◆ TASK PROMPT: So that nothing is lost, restate each entry exactly as supplied.

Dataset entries
....

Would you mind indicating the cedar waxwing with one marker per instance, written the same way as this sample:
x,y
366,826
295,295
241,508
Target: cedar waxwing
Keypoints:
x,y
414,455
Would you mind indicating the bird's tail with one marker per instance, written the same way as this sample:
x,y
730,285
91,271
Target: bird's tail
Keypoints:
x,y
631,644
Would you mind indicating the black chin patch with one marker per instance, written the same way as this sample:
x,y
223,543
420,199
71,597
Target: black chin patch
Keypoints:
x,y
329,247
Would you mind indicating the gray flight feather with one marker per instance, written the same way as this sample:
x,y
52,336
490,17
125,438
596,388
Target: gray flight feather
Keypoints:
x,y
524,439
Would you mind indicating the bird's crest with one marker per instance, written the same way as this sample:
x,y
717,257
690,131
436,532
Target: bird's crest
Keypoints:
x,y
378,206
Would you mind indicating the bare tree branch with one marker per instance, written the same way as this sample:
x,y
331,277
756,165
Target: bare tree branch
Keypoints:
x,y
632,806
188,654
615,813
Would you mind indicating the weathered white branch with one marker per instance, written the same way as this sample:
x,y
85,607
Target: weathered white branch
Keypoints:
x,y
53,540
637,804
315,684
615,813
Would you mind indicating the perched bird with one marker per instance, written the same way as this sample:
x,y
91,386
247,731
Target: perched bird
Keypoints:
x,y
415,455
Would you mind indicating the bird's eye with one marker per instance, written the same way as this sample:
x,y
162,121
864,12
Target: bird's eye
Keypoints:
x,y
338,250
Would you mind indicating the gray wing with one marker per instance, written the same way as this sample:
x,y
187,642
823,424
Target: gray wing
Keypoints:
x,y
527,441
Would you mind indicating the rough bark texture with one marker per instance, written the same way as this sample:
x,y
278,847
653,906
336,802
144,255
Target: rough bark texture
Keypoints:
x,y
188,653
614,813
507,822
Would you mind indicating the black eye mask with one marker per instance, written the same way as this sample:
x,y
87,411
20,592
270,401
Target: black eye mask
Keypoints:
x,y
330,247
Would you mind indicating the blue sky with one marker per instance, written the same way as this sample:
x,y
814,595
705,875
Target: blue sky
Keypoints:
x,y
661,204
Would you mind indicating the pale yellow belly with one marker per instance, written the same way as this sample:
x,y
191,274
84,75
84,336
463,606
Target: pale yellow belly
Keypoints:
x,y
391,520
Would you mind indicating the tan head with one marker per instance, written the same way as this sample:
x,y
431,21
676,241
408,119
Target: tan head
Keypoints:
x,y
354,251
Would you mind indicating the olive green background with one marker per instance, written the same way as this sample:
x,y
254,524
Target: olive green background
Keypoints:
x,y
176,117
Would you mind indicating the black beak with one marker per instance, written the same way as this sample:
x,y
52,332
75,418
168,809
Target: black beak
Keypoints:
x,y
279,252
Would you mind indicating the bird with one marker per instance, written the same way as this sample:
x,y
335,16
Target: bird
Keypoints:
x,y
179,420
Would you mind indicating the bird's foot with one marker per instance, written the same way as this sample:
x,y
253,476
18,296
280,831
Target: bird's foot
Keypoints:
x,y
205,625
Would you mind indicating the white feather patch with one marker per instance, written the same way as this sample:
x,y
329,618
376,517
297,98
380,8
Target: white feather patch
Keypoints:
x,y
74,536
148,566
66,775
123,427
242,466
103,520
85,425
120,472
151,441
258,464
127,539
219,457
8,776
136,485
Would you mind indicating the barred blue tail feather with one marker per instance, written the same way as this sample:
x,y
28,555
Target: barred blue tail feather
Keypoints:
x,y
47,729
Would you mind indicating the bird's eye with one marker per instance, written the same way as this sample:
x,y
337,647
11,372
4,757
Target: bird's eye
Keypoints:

....

◆ YOUR SOLUTION:
Would you mind indicating the cedar waxwing with one marker per instance, written the same way as this sample:
x,y
366,826
295,295
241,508
Target: cedar waxwing
Keypoints:
x,y
414,455
Would you mind indicating the bird's tail with one marker per instance, written the same way as this sample:
x,y
730,285
91,271
Target: bird's tail
Keypoints:
x,y
631,644
Would you mind indicating the black chin patch with one marker per instance, written the same way as this sample:
x,y
223,543
420,199
71,597
Target: black chin patch
Keypoints:
x,y
329,247
Would you mind indicating the gray flight feather with one marker per instance, written the same way as this sample:
x,y
52,336
490,17
125,438
596,388
Target: gray flight feather
Keypoints:
x,y
524,439
Would you mind indicating the bird's crest with one marker per instance, written the same way as this sample:
x,y
717,257
690,131
436,532
Target: bird's crest
Keypoints:
x,y
378,206
Would you mind indicating the bare tree branch with one marker per instance, written the same way as this sample:
x,y
331,277
756,165
Target: bare tree branch
Keypoints:
x,y
632,806
188,654
615,813
Would you mind indicating the weathered white branch with one marker per instance, written the same way as this sample:
x,y
85,607
Target: weathered white branch
Keypoints:
x,y
53,540
637,804
315,684
615,813
Would you mind indicating the perched bird with one marker per instance, written the same way as this sample:
x,y
91,386
247,731
Target: perched bird
Keypoints:
x,y
415,455
Would you mind indicating the bird's eye with one marker per instance, written the same way as this sample:
x,y
162,121
864,12
Target: bird's eye
Keypoints:
x,y
338,250
Would you mind indicating the gray wing with one marker per instance, written the same way as this sample:
x,y
187,642
823,424
Target: gray wing
Keypoints:
x,y
527,441
Would you mind indicating the rough bark texture with one marker per instance, written the same way as this sample:
x,y
278,847
653,906
336,802
144,255
Target: rough bark texture
Keypoints:
x,y
188,653
614,813
507,822
Would you mind indicating the black eye mask with one marker per instance, written the same way as this sample:
x,y
87,411
20,592
270,401
Target: black eye mask
Keypoints:
x,y
330,247
Would you mind indicating the blue sky with one marker per instance, written the same way as this sample:
x,y
814,595
705,875
Target: blue sky
Keypoints:
x,y
661,204
Would you mind indicating the pale yellow belly with one marker per instance, written the same way as this sample:
x,y
191,274
84,75
84,336
463,606
Target: pale yellow belly
Keypoints:
x,y
391,520
Would you mind indicating the tan head with one marker per instance, written the same way as this sample:
x,y
431,21
676,241
408,119
Target: tan head
Keypoints:
x,y
354,251
Would you mind indicating the olive green background with one marker per instance, written the same way as this sample:
x,y
254,524
Target: olive green background
Keypoints:
x,y
176,117
Would you mind indicating the black beak with one marker per instance, written the same way as this sample:
x,y
52,332
75,418
168,809
Target: black beak
Keypoints:
x,y
279,252
Would you mind indicating the bird with one marker per instance, written the same way as this sample:
x,y
335,16
Target: bird
Keypoints:
x,y
179,420
Would you mind indicating the bird's foot with one marker per instance, written the same way as this sample:
x,y
253,476
18,296
280,831
Target: bird's foot
Keypoints:
x,y
205,625
Would you mind indicating the white feather patch with one marker per instance, written the same way as this sample:
x,y
329,618
376,517
297,98
380,8
Target: white feather patch
Keypoints:
x,y
74,536
148,566
66,775
123,427
242,466
103,520
85,425
120,472
151,441
258,464
127,539
219,457
8,776
136,485
Would you mind indicating the barred blue tail feather with one marker per instance, written the same way as this sample:
x,y
28,555
Target: barred blue tail feather
Keypoints:
x,y
47,729
Would you mind indicating the bird's eye with one marker per instance, written the same way as this sample:
x,y
337,647
11,372
4,757
Target: bird's eye
Keypoints:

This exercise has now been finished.